Data for this exercise →
---*---

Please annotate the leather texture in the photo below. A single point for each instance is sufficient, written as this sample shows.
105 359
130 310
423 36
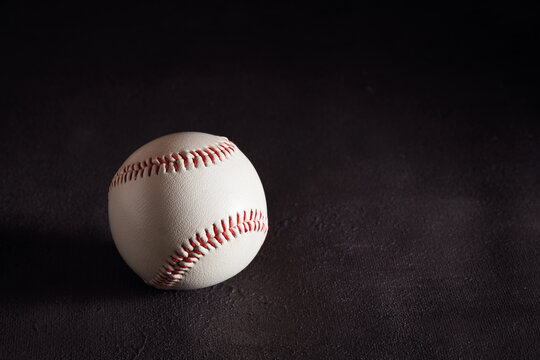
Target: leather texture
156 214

---*---

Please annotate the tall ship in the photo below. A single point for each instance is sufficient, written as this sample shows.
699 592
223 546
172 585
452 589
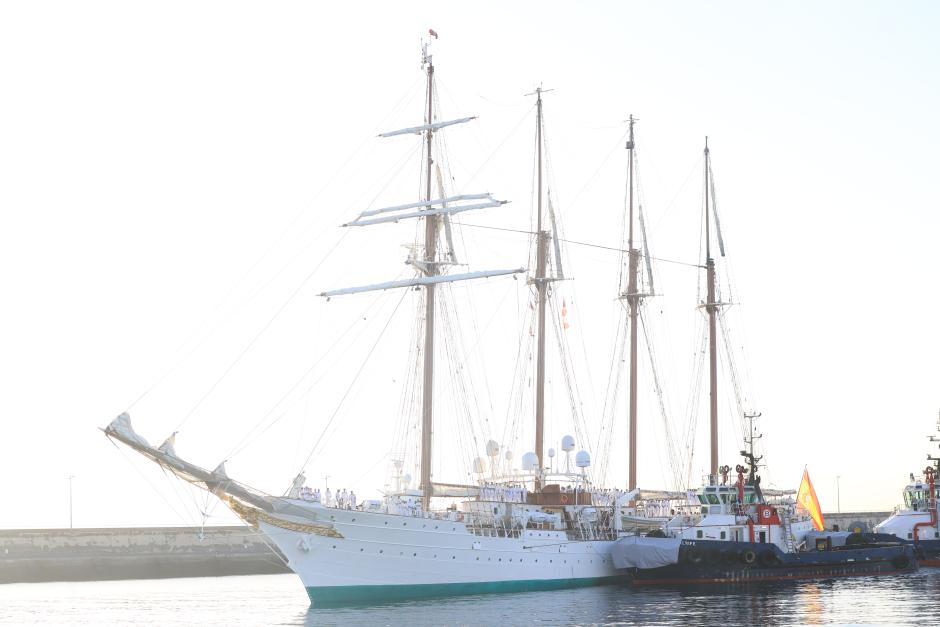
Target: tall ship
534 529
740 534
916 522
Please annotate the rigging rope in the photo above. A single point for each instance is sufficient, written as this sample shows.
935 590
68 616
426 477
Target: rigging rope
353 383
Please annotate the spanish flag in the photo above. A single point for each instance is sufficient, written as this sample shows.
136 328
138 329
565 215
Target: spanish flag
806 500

---*---

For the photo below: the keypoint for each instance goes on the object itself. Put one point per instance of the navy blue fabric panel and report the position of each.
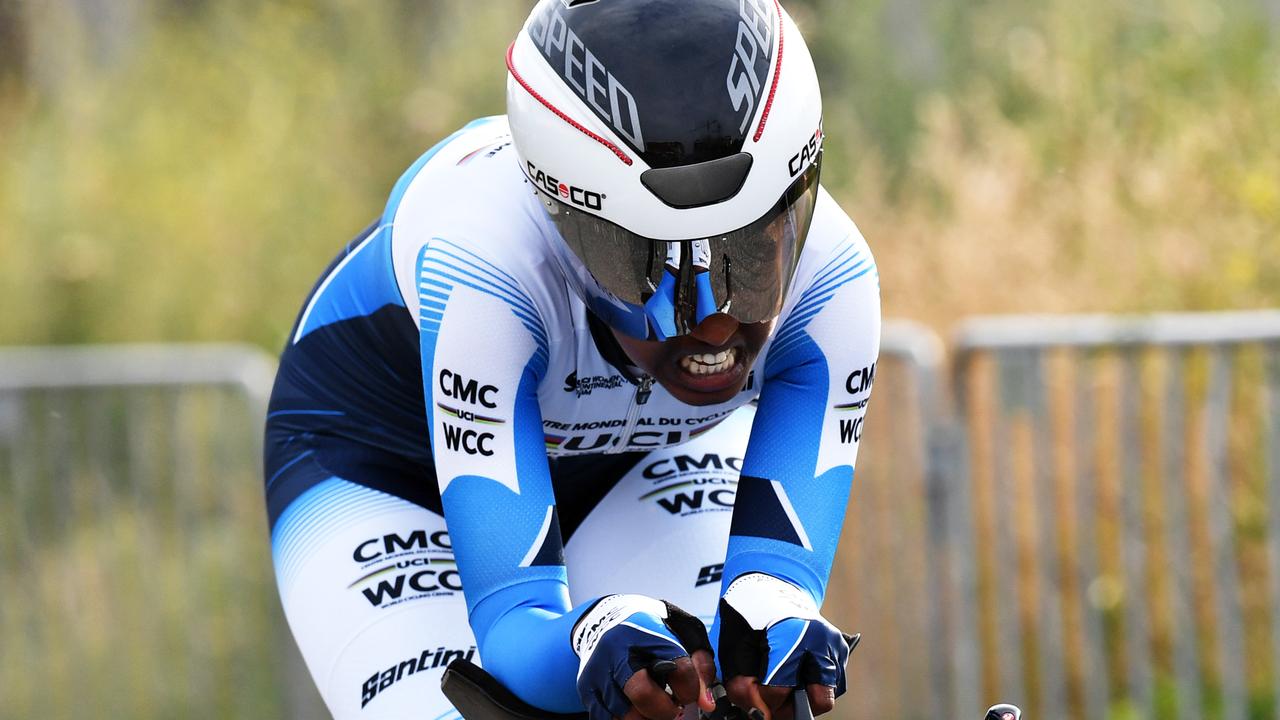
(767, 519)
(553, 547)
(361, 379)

---*---

The task →
Determine the number of lines in the data that contain "above" as a word or string, and state only that number.

Response box →
2